Copy each entry verbatim, excluding its images.

<<<<

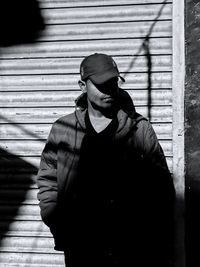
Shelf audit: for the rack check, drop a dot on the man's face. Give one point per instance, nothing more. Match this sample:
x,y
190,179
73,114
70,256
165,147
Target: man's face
x,y
104,95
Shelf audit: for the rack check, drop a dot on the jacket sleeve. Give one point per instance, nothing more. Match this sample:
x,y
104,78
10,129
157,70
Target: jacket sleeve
x,y
47,179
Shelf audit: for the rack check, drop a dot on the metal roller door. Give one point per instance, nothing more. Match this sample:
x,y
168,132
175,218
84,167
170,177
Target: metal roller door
x,y
38,84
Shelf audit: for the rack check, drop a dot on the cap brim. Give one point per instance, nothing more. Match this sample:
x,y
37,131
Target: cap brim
x,y
104,77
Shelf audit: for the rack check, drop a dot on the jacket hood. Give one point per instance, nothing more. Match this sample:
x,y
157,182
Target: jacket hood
x,y
127,115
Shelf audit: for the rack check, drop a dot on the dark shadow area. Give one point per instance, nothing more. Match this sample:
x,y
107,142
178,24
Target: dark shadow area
x,y
20,21
192,132
146,47
15,180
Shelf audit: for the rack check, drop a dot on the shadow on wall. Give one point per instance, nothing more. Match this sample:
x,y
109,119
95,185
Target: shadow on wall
x,y
15,180
146,47
20,23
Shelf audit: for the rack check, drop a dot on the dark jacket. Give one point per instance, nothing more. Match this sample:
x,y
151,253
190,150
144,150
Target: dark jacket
x,y
146,186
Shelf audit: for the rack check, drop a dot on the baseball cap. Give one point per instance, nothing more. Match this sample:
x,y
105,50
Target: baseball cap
x,y
99,68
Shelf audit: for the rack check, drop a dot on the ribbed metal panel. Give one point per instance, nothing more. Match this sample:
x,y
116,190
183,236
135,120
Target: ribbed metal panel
x,y
38,84
83,48
160,63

>>>>

> [Response to this exercise]:
Shelf audit: for the rack check, drop a dot on the man's face. Give one point per instance, nothing more. Match this sample:
x,y
190,179
73,114
70,256
165,147
Target: man's face
x,y
104,95
Shelf audit: for the rack check, drop a dot on the jacket sleeve. Give one point per instance, nothing more. Match this sample:
x,y
104,78
10,129
157,70
Target: jacket sleeve
x,y
47,179
Shelf audit: for the rack check, drop a dot on the metal roller door. Give one point per instance, nothing more. Match this sample:
x,y
168,132
175,218
84,167
170,177
Target: metal roller door
x,y
38,84
Shelf audit: for the rack check, drop a dot on the cap brim. Give one point per instance, nothing more. Match this sample:
x,y
37,131
Target: cap brim
x,y
104,77
Shelf audit: for the rack check, drop a dot on the jacket hood. Give one point per instance, nothing more. Match this sample:
x,y
157,182
Target: jacket hood
x,y
127,115
Shelf audit: for the rack check, drop a dot on the dark shadow area. Give one point per instance, nothing more. Match this sample:
x,y
107,142
178,24
Target: dark shadow area
x,y
20,21
192,132
146,47
15,180
Shelf audit: for the rack check, drop a dot on the shadow on wall. Give one point per instance, nothing more. Match this sample:
x,y
109,119
95,185
Target: shadow on wall
x,y
15,180
146,47
20,23
Shelf audit: for the rack check, drop a dot on the dark jacket. Give one point per instance, nothing more. Match this sample:
x,y
151,253
190,150
144,150
Target: dark jacket
x,y
146,186
Shelf audit: for the rack check, drop a dot on the baseball cap. Give one point per instance, nothing more. Match this sample:
x,y
105,50
Target: baseball cap
x,y
99,68
Shelf audit: for the rack check, drop a dot on the ribbed metal panel. Give one point per instance, nothing more. Match this sample:
x,y
116,190
183,236
135,120
Target: ribbed metal panel
x,y
38,84
83,48
160,63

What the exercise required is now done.